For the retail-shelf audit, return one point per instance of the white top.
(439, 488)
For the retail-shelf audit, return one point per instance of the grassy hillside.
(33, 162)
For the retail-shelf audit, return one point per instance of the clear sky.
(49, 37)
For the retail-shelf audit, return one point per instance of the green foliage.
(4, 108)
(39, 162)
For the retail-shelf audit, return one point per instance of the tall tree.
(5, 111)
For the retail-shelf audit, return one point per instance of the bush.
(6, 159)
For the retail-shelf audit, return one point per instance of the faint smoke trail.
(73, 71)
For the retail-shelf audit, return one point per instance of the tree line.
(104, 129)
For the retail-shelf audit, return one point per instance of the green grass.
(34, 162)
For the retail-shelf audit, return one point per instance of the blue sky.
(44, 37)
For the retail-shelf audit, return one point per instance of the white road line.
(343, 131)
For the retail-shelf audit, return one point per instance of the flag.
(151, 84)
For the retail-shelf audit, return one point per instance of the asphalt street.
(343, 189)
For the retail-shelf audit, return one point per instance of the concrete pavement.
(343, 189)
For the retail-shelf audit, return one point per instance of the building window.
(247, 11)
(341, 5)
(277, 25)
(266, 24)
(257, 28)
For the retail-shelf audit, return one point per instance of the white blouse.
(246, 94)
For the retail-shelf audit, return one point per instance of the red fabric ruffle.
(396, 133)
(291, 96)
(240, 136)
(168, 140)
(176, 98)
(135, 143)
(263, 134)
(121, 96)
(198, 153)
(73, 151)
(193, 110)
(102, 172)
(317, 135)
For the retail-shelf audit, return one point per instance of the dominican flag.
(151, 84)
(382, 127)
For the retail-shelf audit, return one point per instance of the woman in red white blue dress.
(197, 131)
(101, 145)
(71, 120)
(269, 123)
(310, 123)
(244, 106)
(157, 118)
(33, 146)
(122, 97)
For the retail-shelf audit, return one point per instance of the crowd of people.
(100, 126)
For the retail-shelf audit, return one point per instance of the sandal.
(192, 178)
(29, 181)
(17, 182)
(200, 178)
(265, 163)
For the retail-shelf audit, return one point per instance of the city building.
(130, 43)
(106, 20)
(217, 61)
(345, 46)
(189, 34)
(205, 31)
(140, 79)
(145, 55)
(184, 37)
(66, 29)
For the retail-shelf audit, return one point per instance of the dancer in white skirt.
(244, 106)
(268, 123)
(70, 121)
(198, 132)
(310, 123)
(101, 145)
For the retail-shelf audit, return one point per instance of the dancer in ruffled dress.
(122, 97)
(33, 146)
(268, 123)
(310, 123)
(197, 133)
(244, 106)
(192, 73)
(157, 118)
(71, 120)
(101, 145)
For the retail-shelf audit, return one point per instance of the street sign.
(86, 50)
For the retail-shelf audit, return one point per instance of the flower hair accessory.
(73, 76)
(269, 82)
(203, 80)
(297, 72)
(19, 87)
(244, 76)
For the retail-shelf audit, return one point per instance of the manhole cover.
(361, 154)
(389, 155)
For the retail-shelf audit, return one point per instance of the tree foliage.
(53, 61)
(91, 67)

* * * * * * *

→ **CONSIGNE**
Recopiez tout, de la ligne contenant « crowd of people. » jusqu'à la fin des entrées, en décalant de -15 chaque coordonnée des points donnés en réponse.

→ **SOLUTION**
For the retail-shelf audit, return one point per instance of the crowd of people.
(85, 111)
For the retail-shelf audit, return one point per instance of the sandal.
(177, 163)
(14, 166)
(2, 167)
(185, 163)
(250, 148)
For the retail-shelf audit, return one point per instance of the city building.
(115, 28)
(91, 5)
(202, 46)
(330, 31)
(174, 19)
(190, 16)
(125, 64)
(130, 40)
(169, 22)
(51, 14)
For the retail-shelf audit, return one point per instance of the dancer in white skirt.
(229, 91)
(253, 108)
(55, 106)
(183, 117)
(295, 108)
(86, 130)
For the retail-shelf audit, return one point per instance of the dancer in ruffled dress.
(107, 82)
(18, 131)
(253, 108)
(295, 108)
(182, 118)
(229, 91)
(177, 58)
(142, 103)
(56, 105)
(86, 130)
For the retail-shelf audit, return one point per instance of the street sign.
(71, 35)
For the retail-shelf audit, return one point per instance of the flower hair accessory.
(58, 61)
(254, 67)
(188, 65)
(282, 57)
(4, 72)
(229, 61)
For the retail-shelf audit, return one point per instance of the manhole cover.
(346, 139)
(374, 140)
For the retail-shelf audit, return one point per instance of the tree foliage.
(38, 46)
(76, 52)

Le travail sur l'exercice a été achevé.